Supplied text:
----------------

For this exercise we are going to implement an HTTPRouter like you would find in a typical web server using the Trie data structure we learned previously.

There are many different implementations of HTTP Routers such as regular expressions or simple string matching, but the Trie is an excellent and very efficient data structure for this purpose.

The purpose of an HTTP Router is to take a URL path like "/", "/about", or "/blog/2019-01-15/my-awesome-blog-post" and figure out what content to return. In a dynamic web server, the content will often come from a block of code called a handler.

First we need to implement a slightly different Trie than the one we used for autocomplete. Instead of simple words the Trie will contain a part of the http path at each node, building from the root node /

In addition to a path though, we need to know which function will handle the http request. In a real router we would probably pass an instance of a class like Python's SimpleHTTPRequestHandler which would be responsible for handling requests to that path. For the sake of simplicity we will just use a string that we can print out to ensure we got the right handler

We could split the path into letters similar to how we did the autocomplete Trie, but this would result in a Trie with a very large number of nodes and lengthy traversals if we have a lot of pages on our site. A more sensible way to split things would be on the parts of the path that are separated by slashes ("/"). A Trie with a single path entry of: "/about/me" would look like:

(root, None) -> ("about", None) -> ("me", "About Me handler")

We can also simplify our RouteTrie a bit by excluding the suffixes method and the endOfWord property on RouteTrieNodes. We really just need to insert and find nodes, and if a RouteTrieNode is not a leaf node, it won't have a handler which is fine.

Next we need to implement the actual Router. The router will initialize itself with a RouteTrie for holding routes and associated handlers. It should also support adding a handler by path and looking up a handler by path. All of these operations will be delegated to the RouteTrie.

Hint: the RouteTrie stores handlers under path parts, so remember to split your path around the '/' character

Bonus Points: Add a not found handler to your Router which is returned whenever a path is not found in the Trie.

More Bonus Points: Handle trailing slashes! A request for '/about' or '/about/' are probably looking for the same page. Requests for '' or '/' are probably looking for the root handler. Handle these edge cases in your Router.

In [435]:
class RouteTrieNode:
    def __init__(self):
        self.children = {}
        self.handler = "not found handler"

    def insert(self, chars):
        self.children[chars] = RouteTrieNode()

    def is_leaf(self):
        return self.children == {}

class RouteTrie:
    def __init__(self, root_handler):
        self.root = RouteTrieNode()
        self.root.handler = root_handler

    def insert_recursively(self, arr, node, handler):
        """Inserts an array of elements into the trie"""
        # Do nothing if the length of the array is 0
        if len(arr) == 0:
            return

        # If the element is not yet in the Trie, create a new child node for the element
        if arr[0] not in node.children:
            node.children[arr[0]] = RouteTrieNode()

----------------

Data supplied:
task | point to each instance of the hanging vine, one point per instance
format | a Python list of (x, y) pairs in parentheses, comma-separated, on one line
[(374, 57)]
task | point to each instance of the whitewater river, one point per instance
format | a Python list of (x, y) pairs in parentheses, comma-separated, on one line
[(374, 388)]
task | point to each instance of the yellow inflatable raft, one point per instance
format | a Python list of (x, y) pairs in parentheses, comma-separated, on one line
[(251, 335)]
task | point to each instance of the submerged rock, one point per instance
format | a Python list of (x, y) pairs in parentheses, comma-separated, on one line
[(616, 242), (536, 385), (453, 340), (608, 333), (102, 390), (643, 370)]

----------------

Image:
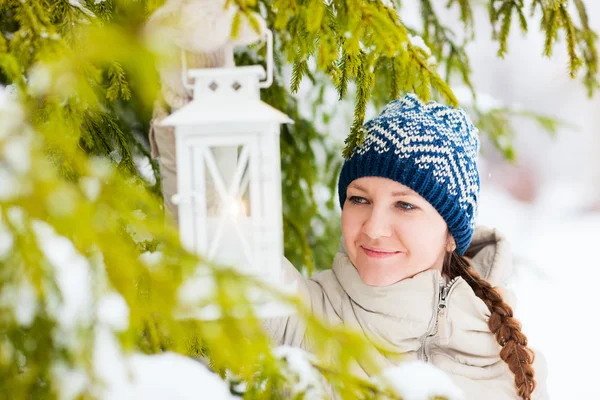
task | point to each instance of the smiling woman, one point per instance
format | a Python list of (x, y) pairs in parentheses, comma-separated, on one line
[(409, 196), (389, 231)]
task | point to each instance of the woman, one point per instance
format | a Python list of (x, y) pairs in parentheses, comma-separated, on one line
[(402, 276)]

----------------

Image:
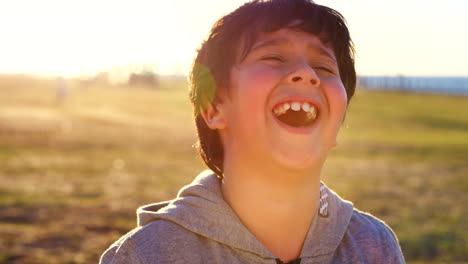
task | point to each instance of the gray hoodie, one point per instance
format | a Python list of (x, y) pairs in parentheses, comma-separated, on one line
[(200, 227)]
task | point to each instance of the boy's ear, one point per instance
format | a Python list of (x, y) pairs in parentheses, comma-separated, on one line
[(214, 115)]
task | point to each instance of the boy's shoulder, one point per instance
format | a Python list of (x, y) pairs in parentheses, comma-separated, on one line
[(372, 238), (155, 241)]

----------------

Set of tasks:
1. In the HTTP router exercise, which Python class is named as an example of what a real router might pass to handle requests to a path?
2. In the records above, arrange the lines from the line with "task | point to each instance of the boy's shoulder, one" to the line with "[(372, 238), (155, 241)]" as a JSON list of strings, one string per line, leaving out blank lines.

Full answers:
1. SimpleHTTPRequestHandler

2.
[
  "task | point to each instance of the boy's shoulder, one point per instance",
  "format | a Python list of (x, y) pairs in parentheses, comma-separated, on one line",
  "[(372, 238), (155, 241)]"
]